**Source document**
Thursday 11 January 2018

Lessons on LOVE and Boundaries

Lessons on LOVE and Boundaries


Personally? 

I don’t like ‘ism’s’, it’s not because of my professional training, because, yes, we’re taught about judgments.  

You may automatically say, well I’m not, but think about it, we all make judgements, just on seeing someone for the first time, for instance.

 That is a natural fight or flight thing, does this person say ‘danger’ to me? 

Let me make this quite clear, though, that if someone does say ‘danger’ to you, why would you want to be around them? 

This happens very often with narcissistic people, it’s a form of control.

But, in most of our lives we don’t live on the ‘front line’ so, we do make judgements, depending on what we see, hear or witness.

Time and time again, if I made a judgement about someone in my profession, I would be proved wrong every time!  So, we learn not to, but that’s not to say on a ‘big trip’ you wouldn’t protect yourself by your judgements, which may or may not be real, but that is, the immediate human response of protection, when in an unknown situation.

But isms are different, we’re not talking about the way you dress, walk, or talk, these are damaging separations that are not respectful towards any group of people. ‘All these people are ….’

Thing is, they can be born from any views, learnt from our parents, family or who we grew up with. 
They are sometimes classed as ‘introjections’

These are things we believe to be true, because we’ve been told it so many times, but, and here’s the thing, they may not be true, but we still believe them?

That’s because our parents, who we trust? told us it was true, or maybe things, we picked up, overheard from the age of dot, putting 2 and 2 together and making 5, but reinforced to us over and over since we began! 

I guess you could say it’s a form of brainwashing?  We believe our parents to be ‘right’ we want to trust them, love them, believe them, and it can be so confusing, when eventually, we realise they’re biased because of their own introjections, or experiences.
 
Until that is, we realise, well hang on they’re only human too?  They could’ve got things wrong?

**Given exercise 1**
Answer these from the post on judgments and isms:
(a) What were the writer's judgments about people in their profession proved, and how often?
(b) From whom does the post say isms can be learnt?
(c) What are isms sometimes classed as?
**Given exercise 2**
Render this sentence from the post on judgments and isms in Spanish: "Thing is, they can be born from any views, learnt from our parents, family or who we grew up with."
**Given exercise 3**
Reproduce the passage of the post on judgments and isms from "Personally?" to "hear or witness.".
The items are separate material with no connection to the post on judgments and isms.

**Given entries**
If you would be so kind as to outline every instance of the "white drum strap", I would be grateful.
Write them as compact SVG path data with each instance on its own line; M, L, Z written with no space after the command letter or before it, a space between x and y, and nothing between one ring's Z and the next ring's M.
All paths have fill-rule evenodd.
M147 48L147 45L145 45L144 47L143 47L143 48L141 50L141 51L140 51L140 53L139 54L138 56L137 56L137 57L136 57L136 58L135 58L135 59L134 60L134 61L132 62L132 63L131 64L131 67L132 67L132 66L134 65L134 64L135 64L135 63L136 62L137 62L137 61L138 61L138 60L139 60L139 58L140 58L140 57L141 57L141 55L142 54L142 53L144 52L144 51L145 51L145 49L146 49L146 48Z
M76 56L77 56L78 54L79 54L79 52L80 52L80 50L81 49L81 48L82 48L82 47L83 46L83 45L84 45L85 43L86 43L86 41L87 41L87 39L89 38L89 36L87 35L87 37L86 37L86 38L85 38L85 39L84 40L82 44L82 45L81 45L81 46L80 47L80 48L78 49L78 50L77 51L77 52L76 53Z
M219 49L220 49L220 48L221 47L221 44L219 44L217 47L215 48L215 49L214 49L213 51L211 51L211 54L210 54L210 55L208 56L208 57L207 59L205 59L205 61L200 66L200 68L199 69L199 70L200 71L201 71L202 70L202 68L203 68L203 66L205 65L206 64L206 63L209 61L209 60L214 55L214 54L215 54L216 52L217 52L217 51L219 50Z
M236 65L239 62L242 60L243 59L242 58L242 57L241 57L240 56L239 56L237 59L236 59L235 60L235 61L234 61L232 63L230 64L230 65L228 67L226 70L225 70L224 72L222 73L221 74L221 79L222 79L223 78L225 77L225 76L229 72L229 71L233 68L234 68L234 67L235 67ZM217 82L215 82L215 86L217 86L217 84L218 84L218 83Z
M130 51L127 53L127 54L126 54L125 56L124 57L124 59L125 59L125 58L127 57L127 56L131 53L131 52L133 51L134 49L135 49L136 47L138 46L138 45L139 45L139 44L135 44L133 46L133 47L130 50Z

**Final answer 1**
(a) Wrong, every time.
(b) From our parents, family or who we grew up with.
(c) Introjections.

**Final answer 2**
Lo que pasa es que pueden nacer de cualquier punto de vista, aprendidos de nuestros padres, de la familia o de aquellos con quienes crecimos.

**Final answer 3**
Personally? 

I don’t like ‘ism’s’, it’s not because of my professional training, because, yes, we’re taught about judgments.  

You may automatically say, well I’m not, but think about it, we all make judgements, just on seeing someone for the first time, for instance.

 That is a natural fight or flight thing, does this person say ‘danger’ to me? 

Let me make this quite clear, though, that if someone does say ‘danger’ to you, why would you want to be around them? 

This happens very often with narcissistic people, it’s a form of control.

But, in most of our lives we don’t live on the ‘front line’ so, we do make judgements, depending on what we see, hear or witness.